[Stored records]
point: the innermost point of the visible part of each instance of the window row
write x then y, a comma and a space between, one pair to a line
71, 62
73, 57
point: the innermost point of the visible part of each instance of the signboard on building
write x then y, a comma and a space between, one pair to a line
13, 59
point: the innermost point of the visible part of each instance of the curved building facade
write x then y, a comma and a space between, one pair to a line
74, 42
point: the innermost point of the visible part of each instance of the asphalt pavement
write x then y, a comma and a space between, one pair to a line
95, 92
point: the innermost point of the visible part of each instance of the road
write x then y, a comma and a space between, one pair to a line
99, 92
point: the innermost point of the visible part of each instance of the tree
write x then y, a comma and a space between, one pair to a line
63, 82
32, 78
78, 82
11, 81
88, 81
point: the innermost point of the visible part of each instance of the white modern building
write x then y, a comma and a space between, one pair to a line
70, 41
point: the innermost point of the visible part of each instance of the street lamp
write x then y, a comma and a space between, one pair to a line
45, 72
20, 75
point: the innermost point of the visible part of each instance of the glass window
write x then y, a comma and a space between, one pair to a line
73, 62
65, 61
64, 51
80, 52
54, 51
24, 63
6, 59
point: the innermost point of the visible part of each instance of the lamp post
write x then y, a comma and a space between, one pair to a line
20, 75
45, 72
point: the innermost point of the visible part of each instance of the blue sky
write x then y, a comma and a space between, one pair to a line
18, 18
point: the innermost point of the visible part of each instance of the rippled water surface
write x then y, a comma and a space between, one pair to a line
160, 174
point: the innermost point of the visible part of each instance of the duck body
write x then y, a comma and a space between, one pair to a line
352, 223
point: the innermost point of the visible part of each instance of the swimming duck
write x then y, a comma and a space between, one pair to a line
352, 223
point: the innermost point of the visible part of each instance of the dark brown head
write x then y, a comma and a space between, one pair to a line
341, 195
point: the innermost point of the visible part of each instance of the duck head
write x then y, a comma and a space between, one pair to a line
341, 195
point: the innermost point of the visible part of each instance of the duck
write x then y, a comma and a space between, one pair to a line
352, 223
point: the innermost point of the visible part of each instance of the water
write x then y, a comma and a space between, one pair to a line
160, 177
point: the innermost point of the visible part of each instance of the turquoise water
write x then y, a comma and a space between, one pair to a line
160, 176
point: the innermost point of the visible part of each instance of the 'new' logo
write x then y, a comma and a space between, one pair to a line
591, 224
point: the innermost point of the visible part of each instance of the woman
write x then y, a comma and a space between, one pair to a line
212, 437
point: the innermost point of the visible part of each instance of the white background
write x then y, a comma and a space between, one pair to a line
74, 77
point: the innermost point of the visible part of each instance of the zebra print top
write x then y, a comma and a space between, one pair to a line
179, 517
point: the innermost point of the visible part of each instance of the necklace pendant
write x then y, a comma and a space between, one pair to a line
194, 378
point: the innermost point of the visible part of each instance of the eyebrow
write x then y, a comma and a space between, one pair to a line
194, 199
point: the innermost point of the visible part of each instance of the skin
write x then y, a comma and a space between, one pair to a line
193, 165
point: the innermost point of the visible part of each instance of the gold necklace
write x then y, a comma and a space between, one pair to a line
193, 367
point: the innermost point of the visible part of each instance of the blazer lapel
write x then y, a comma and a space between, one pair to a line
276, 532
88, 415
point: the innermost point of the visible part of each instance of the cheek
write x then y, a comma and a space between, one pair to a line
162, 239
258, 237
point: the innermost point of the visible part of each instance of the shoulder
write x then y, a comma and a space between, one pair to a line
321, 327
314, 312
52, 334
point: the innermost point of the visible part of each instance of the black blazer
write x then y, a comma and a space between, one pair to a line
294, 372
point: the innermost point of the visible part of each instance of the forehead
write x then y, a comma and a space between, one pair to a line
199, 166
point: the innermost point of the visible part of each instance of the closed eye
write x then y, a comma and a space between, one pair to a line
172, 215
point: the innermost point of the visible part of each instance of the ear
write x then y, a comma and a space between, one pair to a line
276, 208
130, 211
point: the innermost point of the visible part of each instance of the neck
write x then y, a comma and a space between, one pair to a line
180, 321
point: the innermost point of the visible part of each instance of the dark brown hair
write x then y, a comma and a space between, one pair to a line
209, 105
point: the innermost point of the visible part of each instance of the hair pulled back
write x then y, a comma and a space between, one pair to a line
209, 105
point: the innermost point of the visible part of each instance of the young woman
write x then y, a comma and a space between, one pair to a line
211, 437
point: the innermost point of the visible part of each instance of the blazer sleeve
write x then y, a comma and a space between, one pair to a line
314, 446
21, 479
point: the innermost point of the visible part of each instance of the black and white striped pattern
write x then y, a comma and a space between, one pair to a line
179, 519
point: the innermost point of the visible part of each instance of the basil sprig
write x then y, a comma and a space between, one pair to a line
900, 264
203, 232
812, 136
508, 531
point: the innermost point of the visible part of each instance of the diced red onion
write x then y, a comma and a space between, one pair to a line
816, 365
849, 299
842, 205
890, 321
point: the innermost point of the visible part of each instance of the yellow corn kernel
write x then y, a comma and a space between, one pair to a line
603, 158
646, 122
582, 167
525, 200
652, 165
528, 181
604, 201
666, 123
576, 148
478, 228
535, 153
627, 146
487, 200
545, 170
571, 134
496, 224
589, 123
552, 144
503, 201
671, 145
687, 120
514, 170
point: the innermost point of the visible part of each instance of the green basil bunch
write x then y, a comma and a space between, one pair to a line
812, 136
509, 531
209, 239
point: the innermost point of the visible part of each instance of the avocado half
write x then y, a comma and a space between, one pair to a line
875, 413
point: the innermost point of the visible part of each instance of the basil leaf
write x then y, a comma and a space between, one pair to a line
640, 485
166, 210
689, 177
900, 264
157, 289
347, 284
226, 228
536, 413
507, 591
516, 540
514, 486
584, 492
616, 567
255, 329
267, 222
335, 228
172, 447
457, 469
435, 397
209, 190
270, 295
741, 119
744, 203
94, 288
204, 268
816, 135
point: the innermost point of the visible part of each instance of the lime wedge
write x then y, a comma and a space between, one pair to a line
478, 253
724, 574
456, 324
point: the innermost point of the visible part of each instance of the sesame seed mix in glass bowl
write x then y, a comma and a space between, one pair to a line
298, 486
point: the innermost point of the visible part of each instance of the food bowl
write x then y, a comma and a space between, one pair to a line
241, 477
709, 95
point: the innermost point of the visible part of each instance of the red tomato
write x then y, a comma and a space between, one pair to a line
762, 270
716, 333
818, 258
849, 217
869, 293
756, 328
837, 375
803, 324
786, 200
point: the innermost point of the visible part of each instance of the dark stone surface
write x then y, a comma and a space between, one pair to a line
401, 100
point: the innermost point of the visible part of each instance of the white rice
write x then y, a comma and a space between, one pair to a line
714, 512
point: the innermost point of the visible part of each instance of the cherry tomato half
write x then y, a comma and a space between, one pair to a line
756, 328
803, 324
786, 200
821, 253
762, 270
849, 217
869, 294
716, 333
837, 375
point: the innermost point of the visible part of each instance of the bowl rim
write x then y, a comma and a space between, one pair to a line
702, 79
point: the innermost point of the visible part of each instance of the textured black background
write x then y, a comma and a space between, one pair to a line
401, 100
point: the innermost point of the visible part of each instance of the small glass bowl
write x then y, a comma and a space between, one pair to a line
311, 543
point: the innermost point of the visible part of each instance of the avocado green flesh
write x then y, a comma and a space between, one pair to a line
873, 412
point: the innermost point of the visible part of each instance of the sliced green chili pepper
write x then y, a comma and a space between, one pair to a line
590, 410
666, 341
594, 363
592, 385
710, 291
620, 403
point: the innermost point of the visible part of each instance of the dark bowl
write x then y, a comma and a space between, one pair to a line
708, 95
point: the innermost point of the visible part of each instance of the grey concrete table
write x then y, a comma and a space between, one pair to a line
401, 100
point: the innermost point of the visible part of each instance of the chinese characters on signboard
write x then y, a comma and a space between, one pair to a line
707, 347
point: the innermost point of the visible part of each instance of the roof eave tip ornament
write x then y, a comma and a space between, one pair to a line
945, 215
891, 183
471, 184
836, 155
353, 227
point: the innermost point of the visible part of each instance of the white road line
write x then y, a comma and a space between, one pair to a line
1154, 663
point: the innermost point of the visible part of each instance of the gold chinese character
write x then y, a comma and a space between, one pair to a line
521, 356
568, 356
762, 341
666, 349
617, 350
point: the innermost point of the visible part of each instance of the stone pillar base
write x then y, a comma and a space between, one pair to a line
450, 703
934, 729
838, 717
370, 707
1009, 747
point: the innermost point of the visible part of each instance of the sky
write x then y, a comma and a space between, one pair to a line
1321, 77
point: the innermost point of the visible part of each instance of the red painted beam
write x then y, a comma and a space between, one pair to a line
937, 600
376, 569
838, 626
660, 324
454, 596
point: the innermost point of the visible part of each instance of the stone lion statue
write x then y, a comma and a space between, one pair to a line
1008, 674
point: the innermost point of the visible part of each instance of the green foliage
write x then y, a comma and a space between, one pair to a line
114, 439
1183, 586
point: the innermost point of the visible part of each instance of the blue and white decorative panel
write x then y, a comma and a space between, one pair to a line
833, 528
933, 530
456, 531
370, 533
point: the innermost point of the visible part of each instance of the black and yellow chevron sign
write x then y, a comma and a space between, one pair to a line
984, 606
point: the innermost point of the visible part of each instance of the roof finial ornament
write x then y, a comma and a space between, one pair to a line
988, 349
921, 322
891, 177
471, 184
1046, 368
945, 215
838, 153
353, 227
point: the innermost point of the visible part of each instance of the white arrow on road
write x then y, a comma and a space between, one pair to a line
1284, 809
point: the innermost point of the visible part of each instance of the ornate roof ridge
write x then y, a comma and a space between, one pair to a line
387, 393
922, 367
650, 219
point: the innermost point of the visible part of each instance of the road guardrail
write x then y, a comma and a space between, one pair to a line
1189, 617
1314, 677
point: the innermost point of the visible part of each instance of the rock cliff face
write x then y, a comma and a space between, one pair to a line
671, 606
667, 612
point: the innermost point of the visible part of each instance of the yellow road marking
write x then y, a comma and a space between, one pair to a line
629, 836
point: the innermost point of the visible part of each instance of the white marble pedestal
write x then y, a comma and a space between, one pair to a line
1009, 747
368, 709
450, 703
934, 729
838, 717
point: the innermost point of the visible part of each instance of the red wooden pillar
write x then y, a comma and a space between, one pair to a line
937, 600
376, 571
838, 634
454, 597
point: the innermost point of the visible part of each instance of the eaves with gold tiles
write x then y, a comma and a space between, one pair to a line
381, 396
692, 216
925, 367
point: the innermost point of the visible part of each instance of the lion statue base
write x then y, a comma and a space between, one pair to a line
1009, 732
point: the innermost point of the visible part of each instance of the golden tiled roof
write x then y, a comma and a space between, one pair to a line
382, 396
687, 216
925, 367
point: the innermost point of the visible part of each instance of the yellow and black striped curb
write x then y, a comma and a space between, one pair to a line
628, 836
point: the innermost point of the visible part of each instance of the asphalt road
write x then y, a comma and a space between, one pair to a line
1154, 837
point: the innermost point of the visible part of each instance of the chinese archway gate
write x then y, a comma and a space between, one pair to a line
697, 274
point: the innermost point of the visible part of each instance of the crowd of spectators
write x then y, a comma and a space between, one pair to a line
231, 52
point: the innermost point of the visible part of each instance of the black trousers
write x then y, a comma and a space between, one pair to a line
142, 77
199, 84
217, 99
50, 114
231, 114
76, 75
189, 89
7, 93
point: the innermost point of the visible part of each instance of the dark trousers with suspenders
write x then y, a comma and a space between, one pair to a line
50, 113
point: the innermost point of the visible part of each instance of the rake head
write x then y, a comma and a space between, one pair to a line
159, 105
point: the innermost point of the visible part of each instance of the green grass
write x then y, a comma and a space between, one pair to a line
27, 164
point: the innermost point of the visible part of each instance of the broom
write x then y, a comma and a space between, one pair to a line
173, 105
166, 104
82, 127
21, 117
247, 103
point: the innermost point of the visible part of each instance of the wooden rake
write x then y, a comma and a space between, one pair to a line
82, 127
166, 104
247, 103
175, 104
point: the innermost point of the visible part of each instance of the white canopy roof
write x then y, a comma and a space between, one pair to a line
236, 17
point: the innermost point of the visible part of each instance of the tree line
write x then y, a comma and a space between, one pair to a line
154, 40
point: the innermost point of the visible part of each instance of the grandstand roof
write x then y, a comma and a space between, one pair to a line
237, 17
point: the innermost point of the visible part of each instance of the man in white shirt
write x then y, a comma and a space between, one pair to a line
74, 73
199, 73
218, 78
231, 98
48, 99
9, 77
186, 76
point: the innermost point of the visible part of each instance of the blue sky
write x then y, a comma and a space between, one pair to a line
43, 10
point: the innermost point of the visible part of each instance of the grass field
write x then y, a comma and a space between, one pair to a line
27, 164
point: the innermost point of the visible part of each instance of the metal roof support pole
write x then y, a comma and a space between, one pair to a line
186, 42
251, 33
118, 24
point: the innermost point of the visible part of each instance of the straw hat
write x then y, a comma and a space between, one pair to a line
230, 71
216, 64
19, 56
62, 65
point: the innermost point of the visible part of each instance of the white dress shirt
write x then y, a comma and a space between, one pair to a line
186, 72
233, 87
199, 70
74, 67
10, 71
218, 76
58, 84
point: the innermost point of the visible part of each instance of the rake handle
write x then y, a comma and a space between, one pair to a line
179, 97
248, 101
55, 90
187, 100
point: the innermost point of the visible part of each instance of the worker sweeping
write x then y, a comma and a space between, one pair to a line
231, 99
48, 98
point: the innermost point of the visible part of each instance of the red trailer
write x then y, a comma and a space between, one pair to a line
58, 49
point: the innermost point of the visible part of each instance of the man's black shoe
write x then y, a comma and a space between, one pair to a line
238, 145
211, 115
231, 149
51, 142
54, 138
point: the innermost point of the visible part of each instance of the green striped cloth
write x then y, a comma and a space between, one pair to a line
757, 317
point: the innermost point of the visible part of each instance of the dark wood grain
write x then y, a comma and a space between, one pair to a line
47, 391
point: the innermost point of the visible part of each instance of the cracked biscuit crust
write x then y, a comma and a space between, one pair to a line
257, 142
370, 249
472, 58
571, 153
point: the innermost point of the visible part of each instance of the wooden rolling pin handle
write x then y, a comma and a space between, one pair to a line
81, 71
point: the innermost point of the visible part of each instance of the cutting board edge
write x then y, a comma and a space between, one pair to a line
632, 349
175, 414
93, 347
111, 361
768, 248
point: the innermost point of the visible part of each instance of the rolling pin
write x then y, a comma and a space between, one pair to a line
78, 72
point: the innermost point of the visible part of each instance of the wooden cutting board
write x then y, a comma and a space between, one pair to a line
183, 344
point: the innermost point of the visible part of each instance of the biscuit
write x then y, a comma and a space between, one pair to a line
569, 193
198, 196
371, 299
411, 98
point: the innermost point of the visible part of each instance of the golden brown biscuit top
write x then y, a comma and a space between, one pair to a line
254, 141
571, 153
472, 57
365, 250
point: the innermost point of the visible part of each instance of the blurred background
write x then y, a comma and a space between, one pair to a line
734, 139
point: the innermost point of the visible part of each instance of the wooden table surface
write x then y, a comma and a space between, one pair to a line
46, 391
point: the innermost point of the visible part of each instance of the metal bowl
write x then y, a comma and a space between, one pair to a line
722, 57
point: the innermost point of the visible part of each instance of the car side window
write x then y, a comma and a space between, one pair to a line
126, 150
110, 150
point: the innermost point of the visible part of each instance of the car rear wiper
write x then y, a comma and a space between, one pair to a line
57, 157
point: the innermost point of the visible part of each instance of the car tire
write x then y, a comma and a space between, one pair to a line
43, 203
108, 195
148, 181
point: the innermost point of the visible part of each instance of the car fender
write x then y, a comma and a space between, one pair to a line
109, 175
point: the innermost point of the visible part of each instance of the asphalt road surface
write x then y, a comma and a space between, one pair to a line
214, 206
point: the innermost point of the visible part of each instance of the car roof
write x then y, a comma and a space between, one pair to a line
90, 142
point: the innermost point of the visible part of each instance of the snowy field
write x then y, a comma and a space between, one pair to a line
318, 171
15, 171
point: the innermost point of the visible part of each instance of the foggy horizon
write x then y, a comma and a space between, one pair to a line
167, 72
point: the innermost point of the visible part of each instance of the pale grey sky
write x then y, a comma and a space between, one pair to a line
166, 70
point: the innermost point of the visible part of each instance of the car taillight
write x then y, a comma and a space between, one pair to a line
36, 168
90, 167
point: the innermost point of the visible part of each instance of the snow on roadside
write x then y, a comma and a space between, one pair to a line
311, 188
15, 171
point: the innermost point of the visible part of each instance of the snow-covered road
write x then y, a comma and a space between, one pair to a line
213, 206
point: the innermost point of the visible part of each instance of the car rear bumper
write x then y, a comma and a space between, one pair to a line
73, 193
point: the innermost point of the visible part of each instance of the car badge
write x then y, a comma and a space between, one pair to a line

What is expected
Everything from the line containing "the snow-covered road" through the final line of the listing, inclusive, must be reproduced exactly; leave out the rest.

Problem solution
point: the innermost point of the visible part of each instance of the snow-covered road
write x then y, a comma and a space between, one pair to a line
213, 206
point: the innermost point of the visible part of each instance of the car rear bumper
write x then y, a comma and a space between, one pair to a line
73, 193
point: the innermost point of the visible part of each instance of the car badge
write x then y, a comma and a space between, one pair to a line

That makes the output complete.